— QUESITI DA RISOLVERE —
a - Riscrivi il testo sulle fotografie nei musei partendo da "Recentemente anche in" e proseguendo fino a "in queste situazioni?", mettendo "guardiano" al posto di "custode".
b - Secondo il testo sulle fotografie nei musei, in quale data il Consiglio dei ministri ha varato il Decreto Cultura?

··· TESTO ···

Recentemente anche in Italia, grazie al Decreto Cultura, varato dal Consiglio dei ministri il 22 maggio 2014, si permette di scattare fotografie nei musei, purché non si utilizzi flash o alcun altro tipo di illuminazione artificiale, né alcun tipo di treppiede o stativo, e purché gli scatti siano solo per uso personale e assolutamente non a scopo di lucro. Questa novità è stata accolta con un sospiro di sollievo perché finalmente i musei non saranno più quei luoghi in cui abbiamo paura che un arcigno custode ci rimproveri se ci scappa qualche click durante la visita a un museo. E in effetti chi non si è sentito a disagio in queste situazioni?

··· MATERIALE ESTRATTO ···

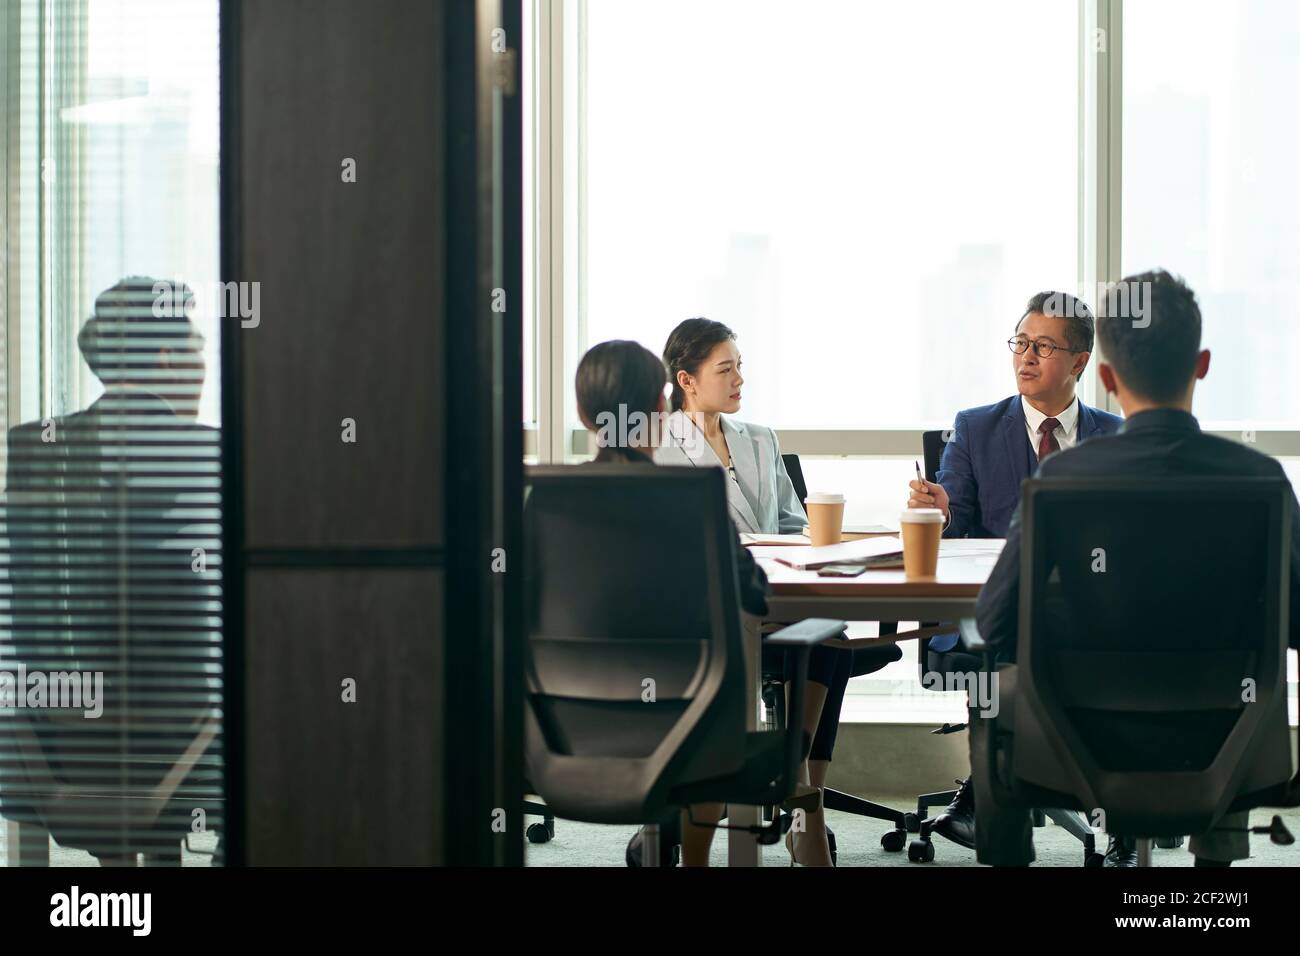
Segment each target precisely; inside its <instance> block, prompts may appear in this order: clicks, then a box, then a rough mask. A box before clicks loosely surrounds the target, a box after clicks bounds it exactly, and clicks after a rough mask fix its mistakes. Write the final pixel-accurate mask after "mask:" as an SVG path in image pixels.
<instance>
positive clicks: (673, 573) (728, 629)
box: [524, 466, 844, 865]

···
··· MATERIALE ESTRATTO ···

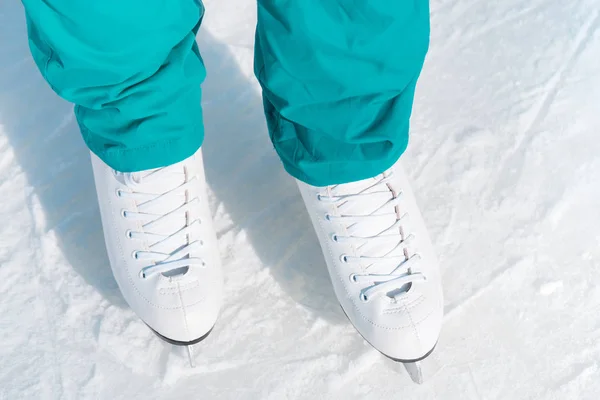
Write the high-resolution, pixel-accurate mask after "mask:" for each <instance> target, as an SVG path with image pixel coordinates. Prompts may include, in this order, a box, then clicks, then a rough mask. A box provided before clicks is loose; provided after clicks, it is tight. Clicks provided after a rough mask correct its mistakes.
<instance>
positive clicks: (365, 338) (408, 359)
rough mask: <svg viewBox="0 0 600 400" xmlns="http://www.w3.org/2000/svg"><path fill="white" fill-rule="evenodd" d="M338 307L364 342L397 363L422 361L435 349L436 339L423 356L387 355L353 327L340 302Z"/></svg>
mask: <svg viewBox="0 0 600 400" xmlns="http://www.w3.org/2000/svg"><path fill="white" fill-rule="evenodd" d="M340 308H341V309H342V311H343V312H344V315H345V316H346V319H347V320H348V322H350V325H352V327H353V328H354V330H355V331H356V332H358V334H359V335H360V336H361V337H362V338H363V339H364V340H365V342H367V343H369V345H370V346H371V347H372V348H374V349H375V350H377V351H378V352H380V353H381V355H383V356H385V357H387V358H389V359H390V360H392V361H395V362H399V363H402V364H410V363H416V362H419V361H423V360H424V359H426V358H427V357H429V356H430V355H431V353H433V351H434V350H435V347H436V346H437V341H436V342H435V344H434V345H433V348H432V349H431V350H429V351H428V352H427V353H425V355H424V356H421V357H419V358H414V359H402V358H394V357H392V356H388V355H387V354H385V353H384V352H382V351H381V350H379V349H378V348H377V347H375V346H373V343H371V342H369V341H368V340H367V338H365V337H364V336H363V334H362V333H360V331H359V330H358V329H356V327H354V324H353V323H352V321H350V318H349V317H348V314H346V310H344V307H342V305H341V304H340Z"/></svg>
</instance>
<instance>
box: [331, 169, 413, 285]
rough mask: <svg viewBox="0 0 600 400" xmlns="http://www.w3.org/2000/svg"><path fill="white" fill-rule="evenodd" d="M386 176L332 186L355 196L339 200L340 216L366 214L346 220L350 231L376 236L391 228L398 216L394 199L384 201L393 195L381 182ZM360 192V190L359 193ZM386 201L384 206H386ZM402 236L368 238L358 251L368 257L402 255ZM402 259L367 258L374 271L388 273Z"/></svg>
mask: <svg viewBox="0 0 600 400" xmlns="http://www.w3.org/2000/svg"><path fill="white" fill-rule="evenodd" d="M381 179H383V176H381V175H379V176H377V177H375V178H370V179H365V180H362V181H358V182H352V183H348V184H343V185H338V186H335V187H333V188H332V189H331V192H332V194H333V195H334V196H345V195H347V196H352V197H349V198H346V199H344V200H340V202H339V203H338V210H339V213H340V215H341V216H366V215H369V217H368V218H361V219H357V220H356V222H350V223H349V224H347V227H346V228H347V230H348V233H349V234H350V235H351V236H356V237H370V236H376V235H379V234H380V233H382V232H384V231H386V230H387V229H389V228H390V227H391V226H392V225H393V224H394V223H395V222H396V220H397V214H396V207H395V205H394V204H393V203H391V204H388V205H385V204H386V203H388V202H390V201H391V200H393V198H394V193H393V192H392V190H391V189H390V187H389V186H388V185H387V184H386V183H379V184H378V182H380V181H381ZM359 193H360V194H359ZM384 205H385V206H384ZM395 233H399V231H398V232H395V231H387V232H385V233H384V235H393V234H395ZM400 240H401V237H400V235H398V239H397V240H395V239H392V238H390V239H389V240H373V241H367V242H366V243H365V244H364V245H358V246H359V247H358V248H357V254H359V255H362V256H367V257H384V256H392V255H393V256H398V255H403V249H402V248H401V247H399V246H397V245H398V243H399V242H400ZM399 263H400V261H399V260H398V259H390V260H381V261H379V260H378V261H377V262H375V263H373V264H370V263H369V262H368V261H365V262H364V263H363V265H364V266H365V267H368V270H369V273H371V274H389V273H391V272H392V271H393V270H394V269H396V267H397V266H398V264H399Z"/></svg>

···

— SOLUZIONI —
a -
Recentemente anche in Italia, grazie al Decreto Cultura, varato dal Consiglio dei ministri il 22 maggio 2014, si permette di scattare fotografie nei musei, purché non si utilizzi flash o alcun altro tipo di illuminazione artificiale, né alcun tipo di treppiede o stativo, e purché gli scatti siano solo per uso personale e assolutamente non a scopo di lucro. Questa novità è stata accolta con un sospiro di sollievo perché finalmente i musei non saranno più quei luoghi in cui abbiamo paura che un arcigno guardiano ci rimproveri se ci scappa qualche click durante la visita a un museo. E in effetti chi non si è sentito a disagio in queste situazioni?

b - Il 22 maggio 2014.